Problem to solve:
Down to the last line, set down the material below exactly; skip the pictures.

Source data:
Start of Block
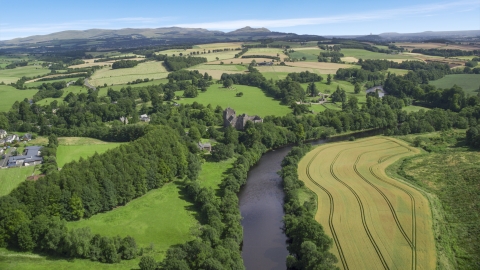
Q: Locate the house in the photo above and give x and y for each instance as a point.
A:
(31, 157)
(144, 118)
(238, 122)
(11, 138)
(205, 146)
(124, 120)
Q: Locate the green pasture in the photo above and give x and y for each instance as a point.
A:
(12, 177)
(225, 67)
(150, 70)
(9, 95)
(162, 217)
(310, 54)
(69, 153)
(212, 173)
(469, 82)
(275, 75)
(253, 102)
(397, 71)
(117, 87)
(364, 54)
(413, 108)
(38, 83)
(12, 75)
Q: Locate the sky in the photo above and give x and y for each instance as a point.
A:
(26, 18)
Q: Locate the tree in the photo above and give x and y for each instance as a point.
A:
(357, 88)
(312, 89)
(227, 83)
(194, 134)
(147, 263)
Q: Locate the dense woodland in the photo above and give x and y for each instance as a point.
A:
(33, 217)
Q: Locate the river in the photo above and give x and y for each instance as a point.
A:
(261, 207)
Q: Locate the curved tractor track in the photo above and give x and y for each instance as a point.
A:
(371, 155)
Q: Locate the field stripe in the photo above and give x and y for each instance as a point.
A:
(362, 210)
(330, 219)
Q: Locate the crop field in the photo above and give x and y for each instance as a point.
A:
(12, 75)
(469, 82)
(219, 67)
(364, 54)
(9, 95)
(253, 101)
(374, 220)
(311, 54)
(320, 67)
(151, 70)
(11, 178)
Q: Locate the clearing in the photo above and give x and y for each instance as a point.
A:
(253, 102)
(9, 95)
(470, 83)
(151, 70)
(374, 220)
(74, 148)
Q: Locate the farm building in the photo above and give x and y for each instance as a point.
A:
(238, 122)
(30, 157)
(144, 118)
(205, 146)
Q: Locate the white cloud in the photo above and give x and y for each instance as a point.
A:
(346, 18)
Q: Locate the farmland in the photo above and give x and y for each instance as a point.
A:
(253, 101)
(13, 75)
(151, 70)
(11, 178)
(469, 82)
(73, 148)
(375, 221)
(10, 95)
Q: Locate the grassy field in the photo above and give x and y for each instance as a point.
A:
(364, 54)
(375, 221)
(448, 174)
(310, 54)
(38, 83)
(9, 95)
(413, 108)
(253, 101)
(12, 75)
(468, 82)
(11, 178)
(151, 70)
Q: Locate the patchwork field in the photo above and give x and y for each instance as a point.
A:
(376, 222)
(469, 82)
(9, 95)
(12, 75)
(364, 54)
(11, 178)
(151, 70)
(253, 101)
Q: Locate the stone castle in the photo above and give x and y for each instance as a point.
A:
(231, 119)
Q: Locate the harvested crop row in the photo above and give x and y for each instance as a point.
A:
(375, 221)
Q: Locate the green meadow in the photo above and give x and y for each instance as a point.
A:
(9, 95)
(469, 82)
(13, 75)
(364, 54)
(11, 178)
(254, 101)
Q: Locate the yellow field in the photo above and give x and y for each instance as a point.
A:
(376, 222)
(151, 70)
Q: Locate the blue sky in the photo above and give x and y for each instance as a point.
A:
(25, 18)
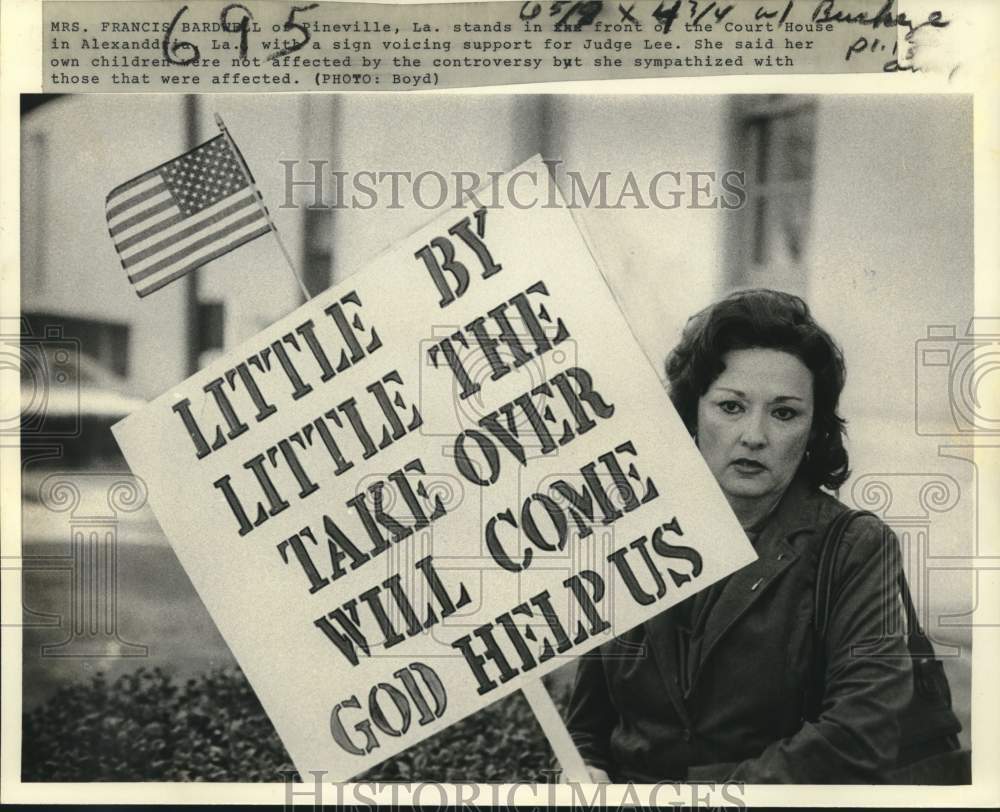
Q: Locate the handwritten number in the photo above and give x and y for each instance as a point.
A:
(290, 23)
(530, 10)
(171, 46)
(243, 26)
(666, 16)
(627, 13)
End of Block
Solution for this exercise:
Q: Locate the house in the photo above and give x and y for each instance as a point.
A:
(31, 157)
(144, 118)
(238, 122)
(11, 138)
(205, 146)
(124, 120)
Q: Locate the green pasture in the photo above and give x and y for each instance as a point.
A:
(12, 177)
(225, 67)
(150, 70)
(9, 95)
(162, 217)
(310, 54)
(69, 153)
(212, 173)
(469, 82)
(275, 75)
(253, 102)
(397, 71)
(117, 87)
(364, 54)
(413, 108)
(38, 83)
(12, 75)
Q: Locate the sky in the photo above and give x and y for each instance as a point.
A:
(26, 18)
Q: Locate the tree in the photo above and give x and y for each instance as a point.
A:
(357, 88)
(312, 89)
(227, 83)
(194, 134)
(147, 263)
Q: Locate the dense woodland in the photo above and give x and y for each instance as a point.
A:
(33, 217)
Q: Locate the river in the photo above and give x and y for each instance as a point.
A:
(261, 207)
Q: Locate the curved tractor track in the photo above and give x and y for each instance as a point.
A:
(371, 155)
Q: Locate the field stripe in the photo above and give x and y for each instance as a point.
A:
(362, 210)
(330, 219)
Q: Locate the crop field in the photo above and give x and y for each instance as a point.
A:
(12, 75)
(469, 82)
(219, 67)
(364, 54)
(9, 95)
(253, 101)
(374, 220)
(311, 54)
(320, 67)
(151, 70)
(11, 178)
Q: Locate the clearing in the photo above and give x and y for each instance as a point.
A:
(253, 102)
(9, 95)
(470, 83)
(151, 70)
(374, 220)
(74, 148)
Q: Locate the farm building in the photo above and give x and y for each instance as a point.
A:
(238, 122)
(30, 157)
(144, 118)
(205, 146)
Q: Locate the white cloud in the photo above and give x and y for each instance as a point.
A:
(346, 18)
Q: Locate the farmland in the photo above and give x and y for each instance as a point.
A:
(253, 101)
(13, 75)
(151, 70)
(11, 178)
(469, 82)
(73, 148)
(375, 221)
(10, 95)
Q: Locate the grassy field in the photo above and give x and y for each instance as a point.
A:
(364, 54)
(375, 221)
(448, 174)
(310, 54)
(38, 83)
(9, 95)
(413, 108)
(253, 101)
(12, 75)
(468, 82)
(11, 178)
(151, 70)
Q: Locate the patchwork field in the photo above and give x and y for each instance as a point.
A:
(376, 222)
(469, 82)
(9, 95)
(12, 75)
(364, 54)
(11, 178)
(151, 70)
(253, 101)
Q: Locate the stone castle in the photo above and give x and y for each instance as a point.
A:
(231, 119)
Q: Locate the harvested crop row in the photo above and give x and y for each instance as a point.
A:
(375, 221)
Q: Locate the green meadow in the photo above and give x and y for each instance as a point.
A:
(9, 95)
(469, 82)
(13, 75)
(364, 54)
(11, 178)
(254, 101)
Q: Locate the yellow field in the photo above and give x and y for each instance as a point.
A:
(376, 222)
(151, 70)
Q: Locate the blue sky in the photo above and give x and y for each instance as a point.
A:
(25, 18)
Q: Locate the handwritten number in the photo above and give x and y for each instance as a point.
A:
(290, 23)
(530, 10)
(171, 46)
(243, 26)
(666, 16)
(627, 13)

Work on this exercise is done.